EXERCISE INSTRUCTIONS: As the answer, set down the lines below from the one containing "box: [264, 185, 284, 215]" through the one containing "129L288 132L296 142L292", exactly and inclusively, and no others.
AVAILABLE DATA: Begin
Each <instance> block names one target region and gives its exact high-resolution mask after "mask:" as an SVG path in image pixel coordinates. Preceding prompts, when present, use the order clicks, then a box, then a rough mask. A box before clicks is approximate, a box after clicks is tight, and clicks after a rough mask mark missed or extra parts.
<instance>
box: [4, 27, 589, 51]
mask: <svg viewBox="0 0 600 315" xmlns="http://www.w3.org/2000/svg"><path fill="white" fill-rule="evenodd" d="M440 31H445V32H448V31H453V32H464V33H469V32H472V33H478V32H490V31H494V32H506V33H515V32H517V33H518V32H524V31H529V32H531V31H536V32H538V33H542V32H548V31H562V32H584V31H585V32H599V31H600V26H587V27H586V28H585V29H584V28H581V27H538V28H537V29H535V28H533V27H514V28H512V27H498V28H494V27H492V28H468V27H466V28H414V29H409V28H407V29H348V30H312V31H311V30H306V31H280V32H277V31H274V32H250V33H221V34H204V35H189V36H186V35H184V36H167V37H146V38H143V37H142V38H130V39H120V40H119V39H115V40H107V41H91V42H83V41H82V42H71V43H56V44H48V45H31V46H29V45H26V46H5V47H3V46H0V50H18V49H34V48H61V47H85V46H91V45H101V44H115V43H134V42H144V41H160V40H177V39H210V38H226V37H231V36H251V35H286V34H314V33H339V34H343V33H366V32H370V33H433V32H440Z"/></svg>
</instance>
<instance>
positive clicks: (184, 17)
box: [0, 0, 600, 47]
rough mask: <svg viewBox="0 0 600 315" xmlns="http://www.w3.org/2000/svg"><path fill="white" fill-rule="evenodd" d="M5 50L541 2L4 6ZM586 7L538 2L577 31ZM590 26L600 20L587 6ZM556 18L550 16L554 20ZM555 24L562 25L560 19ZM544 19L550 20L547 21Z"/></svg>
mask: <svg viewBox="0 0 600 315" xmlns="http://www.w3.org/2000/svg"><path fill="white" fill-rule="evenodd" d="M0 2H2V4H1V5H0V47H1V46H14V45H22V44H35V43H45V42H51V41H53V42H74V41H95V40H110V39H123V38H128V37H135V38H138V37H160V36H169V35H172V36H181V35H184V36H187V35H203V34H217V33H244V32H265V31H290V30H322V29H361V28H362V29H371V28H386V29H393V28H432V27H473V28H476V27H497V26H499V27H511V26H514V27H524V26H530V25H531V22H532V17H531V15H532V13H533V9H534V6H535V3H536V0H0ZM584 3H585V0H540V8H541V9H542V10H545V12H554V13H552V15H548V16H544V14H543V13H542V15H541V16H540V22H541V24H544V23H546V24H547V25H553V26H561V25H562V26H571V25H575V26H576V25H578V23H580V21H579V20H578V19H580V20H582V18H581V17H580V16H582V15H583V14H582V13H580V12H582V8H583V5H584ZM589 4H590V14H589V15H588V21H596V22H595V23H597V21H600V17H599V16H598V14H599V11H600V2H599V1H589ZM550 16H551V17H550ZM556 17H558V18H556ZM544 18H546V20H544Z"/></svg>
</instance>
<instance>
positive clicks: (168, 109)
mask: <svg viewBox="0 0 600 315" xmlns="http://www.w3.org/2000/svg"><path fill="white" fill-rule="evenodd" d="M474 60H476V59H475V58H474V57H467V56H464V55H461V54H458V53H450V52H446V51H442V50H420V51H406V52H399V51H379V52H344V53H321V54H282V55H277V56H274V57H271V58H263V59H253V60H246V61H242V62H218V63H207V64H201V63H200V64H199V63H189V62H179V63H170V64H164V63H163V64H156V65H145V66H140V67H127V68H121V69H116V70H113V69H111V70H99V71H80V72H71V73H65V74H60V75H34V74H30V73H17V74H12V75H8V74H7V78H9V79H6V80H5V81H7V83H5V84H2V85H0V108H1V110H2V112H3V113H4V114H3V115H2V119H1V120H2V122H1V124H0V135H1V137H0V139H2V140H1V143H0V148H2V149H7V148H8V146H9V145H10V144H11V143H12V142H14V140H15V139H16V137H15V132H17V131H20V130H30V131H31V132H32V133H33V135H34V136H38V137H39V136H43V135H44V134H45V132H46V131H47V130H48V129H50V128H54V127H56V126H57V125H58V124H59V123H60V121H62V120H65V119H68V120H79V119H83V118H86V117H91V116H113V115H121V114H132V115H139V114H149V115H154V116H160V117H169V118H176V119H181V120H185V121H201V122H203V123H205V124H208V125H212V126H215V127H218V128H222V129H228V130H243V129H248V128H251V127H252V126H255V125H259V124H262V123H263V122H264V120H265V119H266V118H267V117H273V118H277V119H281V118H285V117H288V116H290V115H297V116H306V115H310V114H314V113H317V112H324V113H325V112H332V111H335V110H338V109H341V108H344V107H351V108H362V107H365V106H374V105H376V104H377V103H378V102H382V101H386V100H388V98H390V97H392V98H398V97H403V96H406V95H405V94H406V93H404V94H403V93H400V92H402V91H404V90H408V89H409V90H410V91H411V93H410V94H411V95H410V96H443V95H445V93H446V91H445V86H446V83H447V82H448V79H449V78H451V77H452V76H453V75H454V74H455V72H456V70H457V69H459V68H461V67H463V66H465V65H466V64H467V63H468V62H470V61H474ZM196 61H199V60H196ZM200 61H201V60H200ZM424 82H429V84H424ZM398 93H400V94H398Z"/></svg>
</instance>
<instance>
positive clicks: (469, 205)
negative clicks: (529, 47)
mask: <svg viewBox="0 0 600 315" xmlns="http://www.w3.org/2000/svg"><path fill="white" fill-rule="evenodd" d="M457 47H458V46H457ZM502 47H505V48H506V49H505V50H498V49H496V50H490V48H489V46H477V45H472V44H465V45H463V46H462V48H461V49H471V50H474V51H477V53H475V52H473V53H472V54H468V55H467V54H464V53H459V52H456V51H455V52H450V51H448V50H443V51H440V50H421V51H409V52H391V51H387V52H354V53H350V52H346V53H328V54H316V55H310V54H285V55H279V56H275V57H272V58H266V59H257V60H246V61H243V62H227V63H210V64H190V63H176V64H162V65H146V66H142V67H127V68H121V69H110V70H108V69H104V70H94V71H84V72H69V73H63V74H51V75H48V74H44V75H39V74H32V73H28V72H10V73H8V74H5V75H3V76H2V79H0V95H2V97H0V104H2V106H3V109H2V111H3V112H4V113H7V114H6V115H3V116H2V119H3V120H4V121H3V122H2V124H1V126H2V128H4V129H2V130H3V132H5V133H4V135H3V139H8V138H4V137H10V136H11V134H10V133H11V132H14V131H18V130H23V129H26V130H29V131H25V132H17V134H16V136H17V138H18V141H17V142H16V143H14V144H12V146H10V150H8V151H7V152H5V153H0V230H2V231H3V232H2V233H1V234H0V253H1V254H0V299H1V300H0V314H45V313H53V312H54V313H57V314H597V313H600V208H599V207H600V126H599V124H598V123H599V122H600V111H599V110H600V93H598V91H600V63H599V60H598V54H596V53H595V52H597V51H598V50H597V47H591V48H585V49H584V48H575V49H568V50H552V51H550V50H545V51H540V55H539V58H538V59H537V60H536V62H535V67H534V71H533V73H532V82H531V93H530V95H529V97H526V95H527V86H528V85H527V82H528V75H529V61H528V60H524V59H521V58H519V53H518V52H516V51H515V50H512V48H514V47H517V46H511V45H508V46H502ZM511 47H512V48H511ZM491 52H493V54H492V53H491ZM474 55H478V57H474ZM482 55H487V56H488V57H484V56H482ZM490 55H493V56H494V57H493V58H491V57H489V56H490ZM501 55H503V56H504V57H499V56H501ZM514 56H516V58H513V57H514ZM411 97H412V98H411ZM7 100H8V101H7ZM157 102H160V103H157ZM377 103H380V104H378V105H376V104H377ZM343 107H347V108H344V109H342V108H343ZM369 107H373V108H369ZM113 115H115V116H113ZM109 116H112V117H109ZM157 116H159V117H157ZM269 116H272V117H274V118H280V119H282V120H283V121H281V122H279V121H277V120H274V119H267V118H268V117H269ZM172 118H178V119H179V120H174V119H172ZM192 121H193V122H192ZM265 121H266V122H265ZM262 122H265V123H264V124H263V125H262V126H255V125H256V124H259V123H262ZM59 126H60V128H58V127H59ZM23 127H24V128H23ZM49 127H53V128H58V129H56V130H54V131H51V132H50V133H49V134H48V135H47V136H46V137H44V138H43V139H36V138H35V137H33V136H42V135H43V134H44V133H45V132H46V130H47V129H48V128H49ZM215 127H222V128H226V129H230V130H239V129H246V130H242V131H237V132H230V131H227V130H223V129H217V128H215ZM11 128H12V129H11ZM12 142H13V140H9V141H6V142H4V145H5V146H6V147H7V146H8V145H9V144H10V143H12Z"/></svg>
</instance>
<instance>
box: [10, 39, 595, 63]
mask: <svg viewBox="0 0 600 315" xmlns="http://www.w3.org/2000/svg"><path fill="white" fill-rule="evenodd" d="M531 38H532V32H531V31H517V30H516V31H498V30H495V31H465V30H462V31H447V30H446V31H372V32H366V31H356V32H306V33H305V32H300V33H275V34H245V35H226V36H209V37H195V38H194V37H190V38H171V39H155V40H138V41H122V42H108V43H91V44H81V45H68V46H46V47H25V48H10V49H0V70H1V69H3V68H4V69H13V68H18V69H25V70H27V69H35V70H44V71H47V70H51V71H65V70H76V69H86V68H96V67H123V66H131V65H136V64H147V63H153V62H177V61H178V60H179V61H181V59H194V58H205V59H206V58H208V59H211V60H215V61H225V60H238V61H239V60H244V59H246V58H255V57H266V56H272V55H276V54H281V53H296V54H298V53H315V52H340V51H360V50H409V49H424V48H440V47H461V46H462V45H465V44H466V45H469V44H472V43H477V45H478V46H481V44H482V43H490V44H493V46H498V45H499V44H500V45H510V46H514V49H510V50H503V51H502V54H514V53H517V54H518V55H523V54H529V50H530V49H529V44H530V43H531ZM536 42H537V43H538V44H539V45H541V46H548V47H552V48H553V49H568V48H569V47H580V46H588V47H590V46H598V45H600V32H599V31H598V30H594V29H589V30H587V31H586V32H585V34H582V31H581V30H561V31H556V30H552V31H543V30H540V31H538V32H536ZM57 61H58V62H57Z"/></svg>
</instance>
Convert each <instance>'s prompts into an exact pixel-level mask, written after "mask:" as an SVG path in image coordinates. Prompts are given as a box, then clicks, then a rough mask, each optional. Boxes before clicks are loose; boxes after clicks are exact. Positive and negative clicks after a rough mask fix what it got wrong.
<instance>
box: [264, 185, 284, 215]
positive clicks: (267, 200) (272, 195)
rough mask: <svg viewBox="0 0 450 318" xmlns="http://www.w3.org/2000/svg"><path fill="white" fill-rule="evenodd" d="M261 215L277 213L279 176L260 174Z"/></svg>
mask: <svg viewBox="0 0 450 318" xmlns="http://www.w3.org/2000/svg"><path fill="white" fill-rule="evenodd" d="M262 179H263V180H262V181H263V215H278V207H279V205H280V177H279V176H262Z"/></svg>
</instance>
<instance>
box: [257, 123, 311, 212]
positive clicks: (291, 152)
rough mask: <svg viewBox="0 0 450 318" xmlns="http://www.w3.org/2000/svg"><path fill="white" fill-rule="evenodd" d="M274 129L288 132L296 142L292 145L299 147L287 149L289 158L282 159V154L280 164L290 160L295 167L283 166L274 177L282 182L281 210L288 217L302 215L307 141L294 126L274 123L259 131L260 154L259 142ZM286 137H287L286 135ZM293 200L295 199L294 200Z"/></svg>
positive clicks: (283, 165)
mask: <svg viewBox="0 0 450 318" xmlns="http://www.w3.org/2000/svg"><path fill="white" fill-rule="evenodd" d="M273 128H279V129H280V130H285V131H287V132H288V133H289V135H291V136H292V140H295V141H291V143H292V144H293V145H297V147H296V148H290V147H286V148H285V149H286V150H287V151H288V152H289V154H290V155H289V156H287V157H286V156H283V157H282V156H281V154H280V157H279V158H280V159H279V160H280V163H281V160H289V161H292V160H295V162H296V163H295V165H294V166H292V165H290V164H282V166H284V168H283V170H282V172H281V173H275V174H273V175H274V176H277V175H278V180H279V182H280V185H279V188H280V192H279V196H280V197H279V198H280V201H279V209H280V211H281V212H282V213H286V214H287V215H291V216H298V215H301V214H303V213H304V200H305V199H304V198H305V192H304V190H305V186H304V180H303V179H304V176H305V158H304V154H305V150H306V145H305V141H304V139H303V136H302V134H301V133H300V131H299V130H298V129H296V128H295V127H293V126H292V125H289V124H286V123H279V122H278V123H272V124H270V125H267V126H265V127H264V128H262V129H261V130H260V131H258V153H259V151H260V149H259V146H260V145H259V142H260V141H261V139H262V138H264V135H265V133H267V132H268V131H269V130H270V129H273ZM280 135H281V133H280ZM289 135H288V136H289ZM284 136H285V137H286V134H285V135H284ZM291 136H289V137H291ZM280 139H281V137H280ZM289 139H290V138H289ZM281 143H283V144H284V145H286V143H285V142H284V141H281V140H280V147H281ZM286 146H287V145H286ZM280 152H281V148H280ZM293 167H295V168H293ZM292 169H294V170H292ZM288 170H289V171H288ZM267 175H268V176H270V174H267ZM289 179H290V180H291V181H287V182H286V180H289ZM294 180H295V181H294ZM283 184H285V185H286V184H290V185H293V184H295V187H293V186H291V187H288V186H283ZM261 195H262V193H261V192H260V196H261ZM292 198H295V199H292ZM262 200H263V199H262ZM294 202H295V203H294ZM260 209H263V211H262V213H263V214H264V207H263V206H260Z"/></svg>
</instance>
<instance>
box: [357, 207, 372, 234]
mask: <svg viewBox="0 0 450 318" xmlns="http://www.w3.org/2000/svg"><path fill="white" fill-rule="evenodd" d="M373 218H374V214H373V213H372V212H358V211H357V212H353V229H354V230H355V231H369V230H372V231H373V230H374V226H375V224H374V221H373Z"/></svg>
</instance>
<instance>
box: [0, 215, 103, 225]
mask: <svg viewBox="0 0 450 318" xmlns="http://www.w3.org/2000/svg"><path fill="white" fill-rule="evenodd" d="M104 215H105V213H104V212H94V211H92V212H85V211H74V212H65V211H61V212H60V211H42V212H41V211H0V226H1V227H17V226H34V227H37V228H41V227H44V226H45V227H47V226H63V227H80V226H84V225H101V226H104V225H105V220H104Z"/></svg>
AVAILABLE DATA: End
SOLUTION TO THIS TASK:
box: [264, 185, 284, 215]
positive clicks: (267, 200) (272, 195)
rough mask: <svg viewBox="0 0 450 318" xmlns="http://www.w3.org/2000/svg"><path fill="white" fill-rule="evenodd" d="M261 215L277 213L279 176L260 174Z"/></svg>
mask: <svg viewBox="0 0 450 318" xmlns="http://www.w3.org/2000/svg"><path fill="white" fill-rule="evenodd" d="M262 179H263V180H262V181H263V215H278V207H279V205H280V177H279V176H262Z"/></svg>
</instance>
<instance>
box: [257, 123, 311, 212]
positive clicks: (291, 152)
rough mask: <svg viewBox="0 0 450 318" xmlns="http://www.w3.org/2000/svg"><path fill="white" fill-rule="evenodd" d="M274 129L288 132L296 142L292 145L299 147L287 149L289 158L282 159V154L280 164L290 160L295 167L283 166L274 177L282 182L281 210L288 217L302 215L307 141L294 126L274 123L259 131L260 154L259 142ZM286 137H287L286 135ZM293 200L295 199L294 200Z"/></svg>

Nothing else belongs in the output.